Teks Hasil Ekstraksi
..............................
NONGKRONG.CO - Mengenal mas Ashad Kusuma Djaya. Bagi teman-teman, HMI MPO se-Jogja dan juga di kalangan Muhammadiyah di Jogja, nama mas Ashad sudah familiar, beliau manta ketua HMI cabang Yogyakarta dan pasca kampus banyak bergelut di Muhammadiyah.
Mas ashad punya ciri khas, nyentrik dengan pemikiran-pemikirannya yang lebih berbasis strategi kebudayaan, mengadopsi gaya sufisme yang dibalut oleh intelektualisme merdeka.
Tanpa gelar akademik mentereng, tetapi faseh dalam banyak teori-teori sosiologis.
Kalau bagi mahasiswa ilmu sosial, tentu tak asing dengan Penerbit Kreasi Wacana, Penerbit buku-buku teori dan pemikiran sosial dari berbagai mazhab yang juga sering dijadikan bahan ajar di kampus.
Di balik penerbitan itu, ada sosok mas ashad yang menggawanginya. Penerbitan kreasi wacana tentu tidak sepele banyak jejaring akademik yang dihimpun mulai untuk menyeleksi buku-buku bermutu, hingga menerjemah dan menyunting, belum lagi beberapa terbitan hasil penelitian para akademisi di berbagai kampus. Hal ini menunjukan mas ashad luwes bergaul di kalangan kaum cerdik cendikia.
Buku tulisan mas ashad yang pertama saya baca dan masih ingat isinya, “Pewaris Ajaran Syeikh Siti Jenar Membuka Pintu Makrifat”, meski judulnya seram, tetapi isinya bukan melulu ajaran sufisme syeikh siti jenar, di dalamnya ada berbagai nuansa khas tentang pergerakan, terutama cara pandang tentang epistemologi ilmu, hingga strategi kebudayaan, dsb.
Diskusi khas para aktifis 90-an yang mengadopsi ide-ide tentang revolusi kebudayaan yang berjalan di China, meski dengan tafsir yang sama sekali berbeda dan tentu sudah dipoles dengan akar tradisi islam dan khazanah nusantara, jawa khususnya.
Saya lebih dulu membaca bukunya, sebelum kenal beliau secara personal, kebetulan di perpusatakaan masku yang juga aktivis HMI MPO cabang Semarang punya koleksi buku-buku mas Ashad itu. Hingga pada akhirnya, saya diminta mengantar teman-teman HMI cabang Semarang yang sedang berkunjung di Yogya dan menyempatkan menginap di cabang sleman, rombongan mas muhadz dan kang tofa yang pertama kali mengajak saya sowan ke mas ashad.
..............................
Kumpulan Data
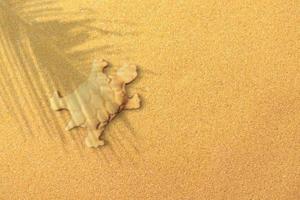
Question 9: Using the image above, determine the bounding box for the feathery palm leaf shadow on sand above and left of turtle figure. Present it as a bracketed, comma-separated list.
[0, 0, 140, 159]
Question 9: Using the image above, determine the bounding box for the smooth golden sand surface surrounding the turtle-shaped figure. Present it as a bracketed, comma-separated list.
[0, 0, 300, 200]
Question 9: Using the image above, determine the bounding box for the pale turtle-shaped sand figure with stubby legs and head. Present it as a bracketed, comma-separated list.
[50, 60, 141, 148]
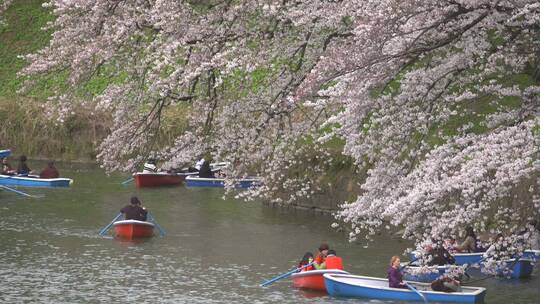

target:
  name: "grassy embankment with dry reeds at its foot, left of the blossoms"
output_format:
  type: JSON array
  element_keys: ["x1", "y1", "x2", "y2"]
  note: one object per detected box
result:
[{"x1": 0, "y1": 0, "x2": 107, "y2": 160}]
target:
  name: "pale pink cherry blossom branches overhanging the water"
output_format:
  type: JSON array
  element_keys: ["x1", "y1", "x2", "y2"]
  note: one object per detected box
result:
[{"x1": 21, "y1": 0, "x2": 540, "y2": 258}]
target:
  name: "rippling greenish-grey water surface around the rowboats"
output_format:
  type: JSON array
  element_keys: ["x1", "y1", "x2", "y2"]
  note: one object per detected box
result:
[{"x1": 0, "y1": 163, "x2": 540, "y2": 303}]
..............................
Soal yang Dikerjakan
a – Menurut teks tentang Ashad Kusuma Djaya, penerbit apa yang digawangi olehnya?
b – Kutiplah bagian teks tentang Ashad Kusuma Djaya mulai dari kata "Tanpa gelar akademik" sampai dengan dan termasuk kata "kaum cerdik cendikia.".
Item-item tersebut tidak berhubungan dengan teks tentang Ashad Kusuma Djaya.

Jawaban yang Diberikan
a – Penerbit Kreasi Wacana.

b –
Tanpa gelar akademik mentereng, tetapi faseh dalam banyak teori-teori sosiologis.
Kalau bagi mahasiswa ilmu sosial, tentu tak asing dengan Penerbit Kreasi Wacana, Penerbit buku-buku teori dan pemikiran sosial dari berbagai mazhab yang juga sering dijadikan bahan ajar di kampus.
Di balik penerbitan itu, ada sosok mas ashad yang menggawanginya. Penerbitan kreasi wacana tentu tidak sepele banyak jejaring akademik yang dihimpun mulai untuk menyeleksi buku-buku bermutu, hingga menerjemah dan menyunting, belum lagi beberapa terbitan hasil penelitian para akademisi di berbagai kampus. Hal ini menunjukan mas ashad luwes bergaul di kalangan kaum cerdik cendikia.